ITEMS:
----

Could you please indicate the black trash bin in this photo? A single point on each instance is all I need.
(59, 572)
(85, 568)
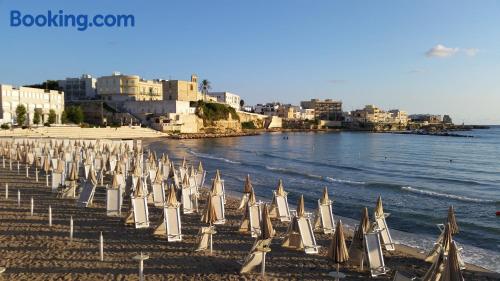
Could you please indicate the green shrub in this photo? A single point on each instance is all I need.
(211, 112)
(248, 125)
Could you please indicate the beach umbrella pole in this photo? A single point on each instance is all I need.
(71, 228)
(263, 265)
(50, 216)
(101, 246)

----

YOUR TASK: Copy out exactly the lines between the line with "Could you please indicate the green" and the last line of the entries, counting both of those lines.

ANSWER FOR THE TASK:
Could you please indicate the green shrub in this photo? A single point on each instance is all I need.
(211, 112)
(248, 125)
Could you please indicate the beach umbrella pole in this photo? A single point on each instance is all I need.
(71, 228)
(263, 265)
(50, 216)
(101, 246)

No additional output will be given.